REQUIREMENT: Work through the entries below and show every line in which "concrete" is found.

(Collection entries)
☆ ☆ ☆ ☆ ☆
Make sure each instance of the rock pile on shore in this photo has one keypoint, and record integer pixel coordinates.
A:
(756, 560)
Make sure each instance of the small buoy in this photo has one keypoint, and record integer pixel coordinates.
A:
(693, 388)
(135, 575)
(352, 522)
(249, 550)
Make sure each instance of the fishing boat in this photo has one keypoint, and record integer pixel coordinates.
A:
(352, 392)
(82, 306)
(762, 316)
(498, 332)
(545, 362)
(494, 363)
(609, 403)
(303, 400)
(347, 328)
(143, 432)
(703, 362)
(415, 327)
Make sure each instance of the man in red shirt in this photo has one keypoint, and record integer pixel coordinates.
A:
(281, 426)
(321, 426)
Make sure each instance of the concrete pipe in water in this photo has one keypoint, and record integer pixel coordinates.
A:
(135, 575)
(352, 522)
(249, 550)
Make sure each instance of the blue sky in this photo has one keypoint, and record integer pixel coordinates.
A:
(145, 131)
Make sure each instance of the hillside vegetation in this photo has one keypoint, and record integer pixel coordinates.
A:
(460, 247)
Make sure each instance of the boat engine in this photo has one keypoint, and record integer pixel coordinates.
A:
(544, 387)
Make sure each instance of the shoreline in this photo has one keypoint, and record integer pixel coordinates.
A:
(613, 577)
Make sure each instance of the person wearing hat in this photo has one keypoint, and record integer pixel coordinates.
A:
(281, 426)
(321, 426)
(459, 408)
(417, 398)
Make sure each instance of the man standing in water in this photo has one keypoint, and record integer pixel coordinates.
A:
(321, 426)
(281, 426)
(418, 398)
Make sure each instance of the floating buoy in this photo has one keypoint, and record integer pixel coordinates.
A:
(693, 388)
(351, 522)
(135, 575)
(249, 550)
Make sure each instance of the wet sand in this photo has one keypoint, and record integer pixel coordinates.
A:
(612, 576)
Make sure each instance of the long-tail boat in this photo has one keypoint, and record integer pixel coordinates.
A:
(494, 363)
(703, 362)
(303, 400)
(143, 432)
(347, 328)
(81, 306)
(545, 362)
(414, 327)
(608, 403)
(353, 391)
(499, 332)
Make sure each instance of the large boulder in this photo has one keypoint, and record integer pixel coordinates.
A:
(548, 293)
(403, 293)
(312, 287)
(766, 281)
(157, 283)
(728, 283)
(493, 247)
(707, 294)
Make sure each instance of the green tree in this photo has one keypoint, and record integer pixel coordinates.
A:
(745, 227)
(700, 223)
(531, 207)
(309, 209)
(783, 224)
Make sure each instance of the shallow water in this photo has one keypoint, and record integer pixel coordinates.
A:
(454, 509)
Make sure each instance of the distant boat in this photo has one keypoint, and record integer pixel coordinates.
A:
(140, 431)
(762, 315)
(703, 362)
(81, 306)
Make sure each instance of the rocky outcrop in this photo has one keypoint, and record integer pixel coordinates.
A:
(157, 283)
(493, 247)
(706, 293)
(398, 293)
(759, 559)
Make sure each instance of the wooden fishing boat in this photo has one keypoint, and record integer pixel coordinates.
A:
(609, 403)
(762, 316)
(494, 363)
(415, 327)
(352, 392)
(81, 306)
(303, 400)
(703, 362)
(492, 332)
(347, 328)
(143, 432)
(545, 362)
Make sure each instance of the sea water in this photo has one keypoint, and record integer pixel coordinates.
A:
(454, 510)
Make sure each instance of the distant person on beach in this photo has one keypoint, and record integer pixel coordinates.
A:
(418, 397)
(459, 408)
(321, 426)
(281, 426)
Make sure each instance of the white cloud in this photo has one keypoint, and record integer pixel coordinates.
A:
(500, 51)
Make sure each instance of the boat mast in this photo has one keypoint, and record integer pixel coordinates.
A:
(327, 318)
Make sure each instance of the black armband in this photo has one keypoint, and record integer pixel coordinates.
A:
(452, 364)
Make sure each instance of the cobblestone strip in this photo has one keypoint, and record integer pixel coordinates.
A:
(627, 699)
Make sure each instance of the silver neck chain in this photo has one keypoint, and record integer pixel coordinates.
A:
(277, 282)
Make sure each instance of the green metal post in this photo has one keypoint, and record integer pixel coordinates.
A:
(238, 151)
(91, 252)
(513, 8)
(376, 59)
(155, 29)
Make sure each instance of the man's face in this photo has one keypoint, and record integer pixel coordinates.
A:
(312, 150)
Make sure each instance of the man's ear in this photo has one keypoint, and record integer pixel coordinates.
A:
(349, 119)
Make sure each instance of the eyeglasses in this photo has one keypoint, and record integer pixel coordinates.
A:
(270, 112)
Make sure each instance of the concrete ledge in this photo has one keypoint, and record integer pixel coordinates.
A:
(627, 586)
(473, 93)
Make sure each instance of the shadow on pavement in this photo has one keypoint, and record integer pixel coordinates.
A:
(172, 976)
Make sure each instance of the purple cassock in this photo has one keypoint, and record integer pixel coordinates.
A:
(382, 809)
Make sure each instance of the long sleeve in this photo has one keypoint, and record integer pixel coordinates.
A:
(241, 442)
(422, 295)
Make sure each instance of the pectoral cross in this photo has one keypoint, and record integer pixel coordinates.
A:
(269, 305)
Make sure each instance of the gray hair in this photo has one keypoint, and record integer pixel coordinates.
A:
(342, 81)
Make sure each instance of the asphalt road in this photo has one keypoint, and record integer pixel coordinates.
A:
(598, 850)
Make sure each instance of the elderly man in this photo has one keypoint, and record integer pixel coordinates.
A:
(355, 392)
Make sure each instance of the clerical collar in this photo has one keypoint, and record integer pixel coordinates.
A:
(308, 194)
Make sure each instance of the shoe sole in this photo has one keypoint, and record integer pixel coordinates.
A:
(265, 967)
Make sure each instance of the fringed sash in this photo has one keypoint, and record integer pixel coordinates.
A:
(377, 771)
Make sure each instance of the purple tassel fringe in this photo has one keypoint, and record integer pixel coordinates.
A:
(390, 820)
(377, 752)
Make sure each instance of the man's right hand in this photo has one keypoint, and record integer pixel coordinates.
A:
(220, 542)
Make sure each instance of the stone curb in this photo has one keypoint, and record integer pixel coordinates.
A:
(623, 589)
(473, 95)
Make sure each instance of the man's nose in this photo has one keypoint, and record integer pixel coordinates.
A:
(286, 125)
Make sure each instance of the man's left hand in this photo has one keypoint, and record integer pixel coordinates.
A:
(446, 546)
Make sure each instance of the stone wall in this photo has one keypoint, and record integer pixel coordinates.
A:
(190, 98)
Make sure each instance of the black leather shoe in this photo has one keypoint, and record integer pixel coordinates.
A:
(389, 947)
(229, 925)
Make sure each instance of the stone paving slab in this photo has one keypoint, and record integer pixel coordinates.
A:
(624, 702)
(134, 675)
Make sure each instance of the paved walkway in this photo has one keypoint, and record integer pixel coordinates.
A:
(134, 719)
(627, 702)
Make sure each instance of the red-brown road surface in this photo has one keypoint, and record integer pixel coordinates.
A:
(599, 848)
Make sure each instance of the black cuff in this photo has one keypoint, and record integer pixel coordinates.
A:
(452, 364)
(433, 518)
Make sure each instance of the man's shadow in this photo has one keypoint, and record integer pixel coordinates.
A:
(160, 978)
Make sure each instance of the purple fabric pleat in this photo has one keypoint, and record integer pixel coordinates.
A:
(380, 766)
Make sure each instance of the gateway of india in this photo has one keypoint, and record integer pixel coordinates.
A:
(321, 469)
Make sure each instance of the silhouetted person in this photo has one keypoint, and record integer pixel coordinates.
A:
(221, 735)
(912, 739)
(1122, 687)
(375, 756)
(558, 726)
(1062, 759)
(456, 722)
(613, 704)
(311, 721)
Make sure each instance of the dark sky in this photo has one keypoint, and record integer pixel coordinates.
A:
☆ ☆ ☆ ☆ ☆
ANSWER TO THIS EXERCISE:
Make sure each instance of the concrete pipe in water in this photo has one keypoint, and record integer pixel coordinates.
Make sure each instance of the concrete ledge in this photo has one keypoint, and record integer pixel coordinates.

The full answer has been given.